La maggior parte delle critiche segue ad ogni modo due pattern:

«Tutto funzionerebbe se il ruolo di <nome ruolo qui> fosse ricoperto da una persona competente»

«Il partito <nome di partito a caso qui> sostiene principi e valori sbagliati ed è popolato e seguito solo da inetti»

Ora io mi chiedo se renda veramente onore al nostro senso critico l’ipotesi che i partiti dividano la popolazione in persone intelligenti, i cosiddetti «fan del partito giusto», e stupide, ossia i «fan del partito sbagliato», alla stregua di come le tifoserie si giudicano tra loro. Guarda caso poi, da un lato, il partito giusto è sempre quello per cui simpatizziamo anche noi, dall’altro il politico xyz non sembrava mai cosi stupido prima di votarlo, è chiaro che abbiamo sbagliato e ne serve uno migliore… Di riflesso il tema delle alleanze, mattone imprescindibile del sistema proporzionale, viene trattato con lo stesso «rigore logico»: chiunque abbia governato in precedenza ha per definizione « rovinato l’Italia» e quindi non ci si può più alleare con lui, se lo si fà l’alleanza verrà comunque intesa come qualcosa di profondo e filosofico, l’alleanza nella testa dei fan della politica «è per sempre», come un matrimonio, non può essere allineamento temporaneo su un set di idee comuni. D’altro canto chi non ha mai governato è troppo inesperto e non gli si può mettere in mano il Paese, non si capisce quindi chi possa mai allearsi con chi in modo appropriato. Ognuno sceglie nel discorso politico l’argomento contraddittorio che più gli fa comodo in quel momento, tutti ci atteggiamo a fini oratori ma la logica pare abbandonare il discorso dopo le prime tre frasi, anche quando a parlare sono menti altrimenti brillanti nei loro domini di competenza.

Ecco io credo sia ora di portare lo sguardo a 10000 metri d’altitudine ed elevare la nostra prospettiva ad aspetti sistemici. Se un sistema produce regolarmente soluzioni inefficienti non possiamo escludere che siano le sue regole a dover essere riviste, continuare invece a focalizzarci esclusivamente sulla qualità delle persone o dei partiti che lo animano rischia di limitare la nostra visuale. E’ infatti perfettamente possibile che quel sistema:

a) Filtri per sua stessa natura le persone di qualità (lasciandole all’esterno)

b) Elevi solo persone che presentano i tratti psichiatrici della personalità necessari a sopravvivervi e trionfarvi (gli ultimi 20 anni di politica ci forniscono diversi esempi a supporto di questa tesi)
-*-
Obiettivo dichiarato:
Cita parola per parola il passo del testo sul dibattito politico che va da "Ecco io credo" fino a "qualità (lasciandole all’esterno)".

Record di etichettatura delle regioni
-*-
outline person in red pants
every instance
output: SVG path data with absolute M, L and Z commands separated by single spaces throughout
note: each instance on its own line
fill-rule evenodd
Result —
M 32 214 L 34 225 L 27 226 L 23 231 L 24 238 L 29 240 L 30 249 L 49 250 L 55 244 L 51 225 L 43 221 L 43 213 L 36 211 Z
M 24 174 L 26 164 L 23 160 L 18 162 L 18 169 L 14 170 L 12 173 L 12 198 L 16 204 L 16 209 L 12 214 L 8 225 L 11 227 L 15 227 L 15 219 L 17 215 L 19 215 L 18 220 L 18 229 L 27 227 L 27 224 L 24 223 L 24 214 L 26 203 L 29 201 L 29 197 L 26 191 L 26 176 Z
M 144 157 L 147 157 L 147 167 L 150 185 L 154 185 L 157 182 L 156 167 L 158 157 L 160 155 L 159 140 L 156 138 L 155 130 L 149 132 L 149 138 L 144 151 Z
-*-
Risposta scritta:
Ecco io credo sia ora di portare lo sguardo a 10000 metri d’altitudine ed elevare la nostra prospettiva ad aspetti sistemici. Se un sistema produce regolarmente soluzioni inefficienti non possiamo escludere che siano le sue regole a dover essere riviste, continuare invece a focalizzarci esclusivamente sulla qualità delle persone o dei partiti che lo animano rischia di limitare la nostra visuale. E’ infatti perfettamente possibile che quel sistema:

a) Filtri per sua stessa natura le persone di qualità (lasciandole all’esterno)